Pão de Banana Verde e outros saberes.
- Daniela Mendes
- 4 de out.
- 6 min de leitura
Entre a história oral, o conhecimento ancestral e a inovação, uma receita para Neide Rigo é também convite para repensar o que chamamos de comida e cultura.

Convidada pelo Núcleo de Pesquisa Sobre Alimentos e Letras da Universidade Federal de Minas Gerais, o SAL UFMG, a nutricionista Neide Rigo esteve em Tiradentes na celebração dos dez anos do grupo na cidade. Além de festivo, o evento no primeiro dia do mês de outubro foi também uma oportunidade de mergulhar em reflexões sobre a comida, a terra e os vínculos culturais e poéticos que criamos em torno da alimentação.
No palco do Teatro de Bonecos da Companhia de Inventos, Neide começou contando sua história, marcada pela vivência na zona rural. Disse que, ainda menina, ao visitar o sítio dos avós, assim que chegava não corria para dentro da casa, mas para o quintal. Queria primeiro saber quais ervas haviam brotado e procurar os frutos ofertados pelo campo.
Esse gesto simples, repetido tantas vezes, foi o início de uma curiosidade que a acompanharia por toda a vida e a conduziria mais tarde à escrita e à pesquisa sobre alimentos pouco conhecidos. Aqueles que quase ninguém vê, mas que sustentam tradições inteiras.

Hoje, reconhecida como uma das principais vozes no pensamento da comida vegetal, Neide se tornou também uma das maiores divulgadoras das Plantas Alimentícias Não Convencionais, as PANCs. O nome foi dado pelo botânico Valdely Kinupp e pela nutricionista Irany Arteche para plantas resistentes, que brotam em quintais, hortas e vias públicas, sem depender de cuidados sofisticados, sobrevivendo à estiagem e às variações do clima.
Se para alguns estas plantas são apenas matinhos, para estudiosos são o alimento de futuro. Neide lembrou que, enquanto 90% da alimentação mundial se apoia em apenas 20 espécies, o mundo já catalogou cerca de 35 mil plantas comestíveis. E o Brasil, sozinho, abriga 10% dessa imensa biodiversidade.
Para ela, as PANCs não são apenas a promessa de um cardápio mais variado e saudável, mas um recurso estratégico para enfrentar as mudanças climáticas. É por isso que insiste em vê-las incluídas nas hortas urbanas, nas cozinhas comunitárias e até nas merendas escolares.
Ela também compartilhou experiências de suas viagens às comunidades originárias pelo Brasil. Ali, testemunhou a perda de variedades tradicionais, como o cará e a mandioca, pressionadas pelo desmatamento, pela monocultura, pelas alterações do clima e até por ataques de animais.

※

== Instrução dada A ==
Por favor, reproduza o trecho sobre Neide Rigo a partir de "Esse gesto simples, repetido" até "variações do clima.", inclusive.
== Instrução dada B ==
Responda com base no trecho sobre Neide Rigo:
(i) Em que cidade Neide Rigo esteve para a celebração dos dez anos do SAL UFMG?
(ii) Quem deu o nome às PANCs?
(iii) Segundo Neide, quantas plantas comestíveis o mundo já catalogou?

== Registros ==
※

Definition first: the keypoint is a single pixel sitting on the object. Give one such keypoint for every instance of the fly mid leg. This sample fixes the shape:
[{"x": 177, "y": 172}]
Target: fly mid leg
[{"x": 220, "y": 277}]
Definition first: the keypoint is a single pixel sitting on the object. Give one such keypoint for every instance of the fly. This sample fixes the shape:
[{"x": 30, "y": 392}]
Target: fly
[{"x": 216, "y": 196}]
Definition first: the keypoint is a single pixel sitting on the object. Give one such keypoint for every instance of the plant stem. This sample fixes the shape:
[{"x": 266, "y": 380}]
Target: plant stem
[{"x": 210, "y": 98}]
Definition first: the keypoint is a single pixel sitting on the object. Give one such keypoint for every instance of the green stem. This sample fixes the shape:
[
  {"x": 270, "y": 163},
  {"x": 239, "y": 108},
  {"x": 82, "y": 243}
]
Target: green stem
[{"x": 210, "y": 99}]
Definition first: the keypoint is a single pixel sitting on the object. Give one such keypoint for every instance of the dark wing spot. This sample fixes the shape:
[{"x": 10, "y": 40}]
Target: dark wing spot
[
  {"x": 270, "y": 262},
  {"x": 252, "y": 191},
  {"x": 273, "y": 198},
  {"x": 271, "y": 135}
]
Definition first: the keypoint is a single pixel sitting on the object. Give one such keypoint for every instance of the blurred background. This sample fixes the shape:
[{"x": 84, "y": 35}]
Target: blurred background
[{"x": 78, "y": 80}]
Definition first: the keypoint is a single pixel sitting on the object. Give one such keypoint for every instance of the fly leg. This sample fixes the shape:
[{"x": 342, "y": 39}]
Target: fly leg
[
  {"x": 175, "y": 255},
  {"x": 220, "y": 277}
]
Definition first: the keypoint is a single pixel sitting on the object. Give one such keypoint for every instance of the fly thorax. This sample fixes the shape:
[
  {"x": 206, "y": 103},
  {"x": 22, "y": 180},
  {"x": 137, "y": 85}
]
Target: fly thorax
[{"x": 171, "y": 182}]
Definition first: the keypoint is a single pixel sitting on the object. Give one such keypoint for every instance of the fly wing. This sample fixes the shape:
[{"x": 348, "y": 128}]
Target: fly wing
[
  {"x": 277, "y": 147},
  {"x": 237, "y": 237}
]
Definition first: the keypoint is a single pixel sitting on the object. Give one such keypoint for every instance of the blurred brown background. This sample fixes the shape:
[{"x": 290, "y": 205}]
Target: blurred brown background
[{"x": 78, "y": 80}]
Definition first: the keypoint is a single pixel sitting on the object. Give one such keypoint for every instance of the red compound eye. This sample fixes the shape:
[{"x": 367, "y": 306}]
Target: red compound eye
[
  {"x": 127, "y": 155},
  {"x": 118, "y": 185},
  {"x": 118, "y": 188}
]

※

== Resposta A ==
Esse gesto simples, repetido tantas vezes, foi o início de uma curiosidade que a acompanharia por toda a vida e a conduziria mais tarde à escrita e à pesquisa sobre alimentos pouco conhecidos. Aqueles que quase ninguém vê, mas que sustentam tradições inteiras.

Hoje, reconhecida como uma das principais vozes no pensamento da comida vegetal, Neide se tornou também uma das maiores divulgadoras das Plantas Alimentícias Não Convencionais, as PANCs. O nome foi dado pelo botânico Valdely Kinupp e pela nutricionista Irany Arteche para plantas resistentes, que brotam em quintais, hortas e vias públicas, sem depender de cuidados sofisticados, sobrevivendo à estiagem e às variações do clima.

== Resposta B ==
(i) Em Tiradentes.
(ii) O botânico Valdely Kinupp e a nutricionista Irany Arteche.
(iii) Cerca de 35 mil.